• [Task data]

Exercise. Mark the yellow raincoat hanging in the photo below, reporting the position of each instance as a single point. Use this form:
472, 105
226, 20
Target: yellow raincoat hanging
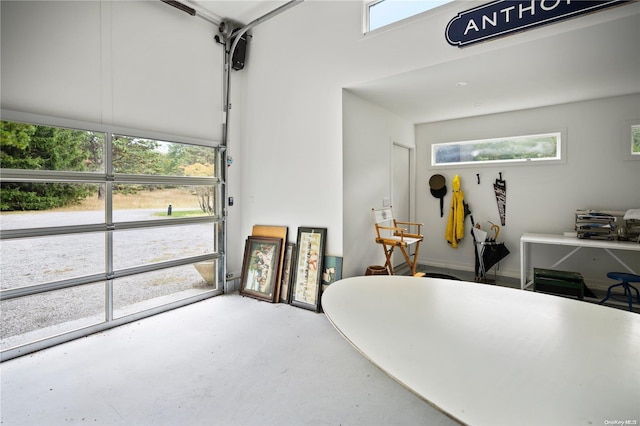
455, 223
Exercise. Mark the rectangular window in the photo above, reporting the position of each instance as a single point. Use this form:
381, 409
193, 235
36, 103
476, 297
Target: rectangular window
542, 147
381, 13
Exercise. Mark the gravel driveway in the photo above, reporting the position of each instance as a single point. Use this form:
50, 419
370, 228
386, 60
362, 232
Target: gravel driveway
36, 260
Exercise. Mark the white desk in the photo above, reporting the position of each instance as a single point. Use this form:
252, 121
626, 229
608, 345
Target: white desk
488, 355
529, 239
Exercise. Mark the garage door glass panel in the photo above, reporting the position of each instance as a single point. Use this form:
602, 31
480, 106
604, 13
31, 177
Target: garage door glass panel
154, 245
140, 292
30, 318
31, 261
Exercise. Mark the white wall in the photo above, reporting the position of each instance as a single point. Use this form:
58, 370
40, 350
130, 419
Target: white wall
368, 134
540, 198
149, 66
303, 158
143, 65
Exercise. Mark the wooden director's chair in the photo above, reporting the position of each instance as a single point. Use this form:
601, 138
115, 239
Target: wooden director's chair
390, 235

• [Aim] Repeat every line above word for word, leaving out the picture.

• [Task solution]
Exercise. Mark the yellow raincoat hanging in the photo below, reporting the position of each instance as a single point. Use this form:
472, 105
226, 20
Target: yellow raincoat hanging
455, 223
Exercise. Mark the rectangular window in the photo above, reporting the position of each instance as a single point. Use this form:
381, 409
193, 235
36, 103
476, 297
Target: rectangular window
542, 147
381, 13
Exercise. Mark the gravel driveway in the photo above, reporting the position of each instance as a single point. Use this form:
50, 419
370, 228
386, 60
362, 232
Target: gravel driveway
36, 260
Exercise. Mark the white desk in the photo above, reporting the position of each instance as a single point. Use this form:
252, 121
626, 229
608, 345
Target: white desk
488, 355
529, 239
Exercise. Mark the garage door glass panel in the photo above, reporting the position of each instance as a single point. Use this form:
602, 31
480, 106
604, 13
31, 177
Target: garage door glass panel
154, 245
140, 292
30, 318
31, 261
Exercise. Mark the white wall in the photo above, reporting the position of each instance as a single point. Use this form:
58, 370
40, 350
130, 419
Target: white wall
368, 134
540, 198
149, 66
303, 158
143, 65
Exercise. Mark the wooden director's chair in the photo above, reporting the position of each instance as a single point. Use this form:
601, 138
115, 239
Target: wooden director's chair
390, 235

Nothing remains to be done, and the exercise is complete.